BEGIN Record extracts

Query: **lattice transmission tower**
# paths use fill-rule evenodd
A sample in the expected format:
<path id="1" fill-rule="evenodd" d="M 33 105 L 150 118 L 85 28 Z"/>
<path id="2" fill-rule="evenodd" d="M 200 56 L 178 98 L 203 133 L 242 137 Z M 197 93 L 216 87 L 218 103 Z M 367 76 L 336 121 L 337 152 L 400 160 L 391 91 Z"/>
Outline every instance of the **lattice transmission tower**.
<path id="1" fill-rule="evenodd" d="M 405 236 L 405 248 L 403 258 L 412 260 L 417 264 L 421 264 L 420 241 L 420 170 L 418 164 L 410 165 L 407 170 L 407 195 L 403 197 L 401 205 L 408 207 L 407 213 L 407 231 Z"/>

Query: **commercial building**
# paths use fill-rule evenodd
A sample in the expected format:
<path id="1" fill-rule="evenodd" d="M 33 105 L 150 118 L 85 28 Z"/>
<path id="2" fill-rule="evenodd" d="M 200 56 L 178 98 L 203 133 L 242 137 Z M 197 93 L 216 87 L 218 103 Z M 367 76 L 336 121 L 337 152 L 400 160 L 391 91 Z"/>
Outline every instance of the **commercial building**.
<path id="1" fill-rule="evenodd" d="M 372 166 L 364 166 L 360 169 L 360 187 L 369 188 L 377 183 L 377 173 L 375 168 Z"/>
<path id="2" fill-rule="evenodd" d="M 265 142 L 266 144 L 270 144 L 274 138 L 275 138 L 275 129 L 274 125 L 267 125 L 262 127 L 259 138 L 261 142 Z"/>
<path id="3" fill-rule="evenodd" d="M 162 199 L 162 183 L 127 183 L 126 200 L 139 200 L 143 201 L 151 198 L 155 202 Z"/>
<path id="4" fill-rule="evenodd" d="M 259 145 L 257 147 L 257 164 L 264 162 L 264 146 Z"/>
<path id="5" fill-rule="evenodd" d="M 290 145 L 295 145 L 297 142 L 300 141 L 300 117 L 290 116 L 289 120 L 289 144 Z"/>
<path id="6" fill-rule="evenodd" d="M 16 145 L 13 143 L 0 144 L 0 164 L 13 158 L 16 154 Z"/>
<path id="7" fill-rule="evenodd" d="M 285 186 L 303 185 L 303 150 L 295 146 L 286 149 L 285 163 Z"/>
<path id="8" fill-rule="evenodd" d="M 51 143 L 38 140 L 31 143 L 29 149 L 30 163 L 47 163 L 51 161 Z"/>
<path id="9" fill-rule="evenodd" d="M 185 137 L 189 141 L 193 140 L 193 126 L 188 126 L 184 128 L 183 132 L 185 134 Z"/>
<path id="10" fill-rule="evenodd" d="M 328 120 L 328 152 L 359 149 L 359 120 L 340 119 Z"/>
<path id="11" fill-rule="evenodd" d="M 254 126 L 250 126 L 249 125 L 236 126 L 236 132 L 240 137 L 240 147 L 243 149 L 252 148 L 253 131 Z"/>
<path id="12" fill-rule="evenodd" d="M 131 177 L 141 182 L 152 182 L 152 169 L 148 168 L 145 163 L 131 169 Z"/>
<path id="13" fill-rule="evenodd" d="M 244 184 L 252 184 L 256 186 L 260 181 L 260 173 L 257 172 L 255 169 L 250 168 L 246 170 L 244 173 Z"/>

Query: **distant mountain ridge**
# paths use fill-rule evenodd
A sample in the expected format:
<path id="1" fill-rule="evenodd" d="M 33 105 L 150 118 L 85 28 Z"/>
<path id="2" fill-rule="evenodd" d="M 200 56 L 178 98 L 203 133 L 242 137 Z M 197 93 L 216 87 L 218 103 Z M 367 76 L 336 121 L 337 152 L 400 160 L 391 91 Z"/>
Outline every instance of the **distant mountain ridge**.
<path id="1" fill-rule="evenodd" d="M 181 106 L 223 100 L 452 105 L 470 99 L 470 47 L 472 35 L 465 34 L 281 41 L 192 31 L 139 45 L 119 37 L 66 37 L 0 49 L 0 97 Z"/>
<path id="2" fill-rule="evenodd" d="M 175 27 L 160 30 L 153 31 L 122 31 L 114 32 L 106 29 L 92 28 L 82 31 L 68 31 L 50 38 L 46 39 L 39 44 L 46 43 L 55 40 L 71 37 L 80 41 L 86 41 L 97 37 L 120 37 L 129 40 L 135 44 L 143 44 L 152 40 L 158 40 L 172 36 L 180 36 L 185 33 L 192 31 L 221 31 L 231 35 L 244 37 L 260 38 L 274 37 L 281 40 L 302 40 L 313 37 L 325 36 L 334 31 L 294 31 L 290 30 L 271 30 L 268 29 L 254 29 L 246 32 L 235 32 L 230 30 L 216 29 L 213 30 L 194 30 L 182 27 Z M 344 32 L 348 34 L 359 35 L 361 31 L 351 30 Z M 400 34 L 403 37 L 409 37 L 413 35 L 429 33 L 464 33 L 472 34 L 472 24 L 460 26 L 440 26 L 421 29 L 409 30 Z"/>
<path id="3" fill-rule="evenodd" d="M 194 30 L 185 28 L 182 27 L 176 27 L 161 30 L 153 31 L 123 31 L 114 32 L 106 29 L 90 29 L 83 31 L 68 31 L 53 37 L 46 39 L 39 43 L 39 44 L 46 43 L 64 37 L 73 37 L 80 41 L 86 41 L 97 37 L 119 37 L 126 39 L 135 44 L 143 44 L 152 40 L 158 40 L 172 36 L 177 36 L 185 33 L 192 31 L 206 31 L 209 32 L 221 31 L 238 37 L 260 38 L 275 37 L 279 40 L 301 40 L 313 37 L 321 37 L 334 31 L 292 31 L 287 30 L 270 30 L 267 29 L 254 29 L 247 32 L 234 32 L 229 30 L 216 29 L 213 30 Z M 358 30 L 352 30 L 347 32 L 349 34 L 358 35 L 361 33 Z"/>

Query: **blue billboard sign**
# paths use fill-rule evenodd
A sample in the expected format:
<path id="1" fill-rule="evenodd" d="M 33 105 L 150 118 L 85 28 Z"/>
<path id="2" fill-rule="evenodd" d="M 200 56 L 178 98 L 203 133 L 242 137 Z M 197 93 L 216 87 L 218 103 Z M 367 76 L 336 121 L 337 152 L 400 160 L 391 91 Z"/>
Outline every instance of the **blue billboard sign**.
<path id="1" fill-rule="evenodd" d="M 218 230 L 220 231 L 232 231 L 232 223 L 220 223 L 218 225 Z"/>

END Record extracts

### What you have to do
Copy out, character for character, the lines of the records above that begin at the line containing "Query: **distant mountain ridge**" and end at the line containing "194 30 L 185", with both of those lines included.

### Result of this task
Query: **distant mountain ridge**
# paths use fill-rule evenodd
A sample in the expected format:
<path id="1" fill-rule="evenodd" d="M 33 105 L 150 118 L 85 28 Z"/>
<path id="2" fill-rule="evenodd" d="M 200 56 L 178 98 L 203 133 L 242 137 Z M 197 93 L 216 87 L 218 103 Z M 367 76 L 336 121 L 337 152 L 400 160 L 391 91 Z"/>
Outline every instance of the **distant mountain ridge**.
<path id="1" fill-rule="evenodd" d="M 181 106 L 223 100 L 452 105 L 470 99 L 470 47 L 472 35 L 465 34 L 281 41 L 192 31 L 139 45 L 119 37 L 66 37 L 0 49 L 0 97 Z"/>
<path id="2" fill-rule="evenodd" d="M 175 27 L 160 30 L 153 31 L 122 31 L 114 32 L 106 29 L 92 28 L 82 31 L 68 31 L 50 38 L 46 39 L 39 44 L 46 43 L 55 40 L 71 37 L 80 41 L 86 41 L 97 37 L 120 37 L 129 40 L 135 44 L 143 44 L 152 40 L 158 40 L 172 36 L 180 36 L 185 33 L 192 31 L 221 31 L 231 35 L 244 37 L 260 38 L 274 37 L 281 40 L 302 40 L 313 37 L 325 36 L 334 31 L 294 31 L 290 30 L 271 30 L 268 29 L 254 29 L 246 32 L 235 32 L 230 30 L 216 29 L 213 30 L 194 30 L 182 27 Z M 344 32 L 348 34 L 359 35 L 361 31 L 351 30 Z M 400 34 L 403 37 L 409 37 L 413 35 L 429 33 L 464 33 L 472 34 L 472 24 L 460 26 L 440 26 L 421 29 L 409 30 Z"/>
<path id="3" fill-rule="evenodd" d="M 194 30 L 185 28 L 182 27 L 176 27 L 161 30 L 153 31 L 123 31 L 114 32 L 106 29 L 90 29 L 83 31 L 68 31 L 53 37 L 46 39 L 39 43 L 39 44 L 46 43 L 64 37 L 73 37 L 80 41 L 86 41 L 97 37 L 119 37 L 126 39 L 135 44 L 143 44 L 152 40 L 158 40 L 172 36 L 177 36 L 185 33 L 192 31 L 206 31 L 209 32 L 221 31 L 238 37 L 260 38 L 275 37 L 279 40 L 301 40 L 313 37 L 321 37 L 334 31 L 292 31 L 287 30 L 270 30 L 267 29 L 254 29 L 247 32 L 234 32 L 229 30 L 216 29 L 213 30 Z M 358 30 L 352 30 L 347 32 L 349 34 L 358 35 L 361 33 Z"/>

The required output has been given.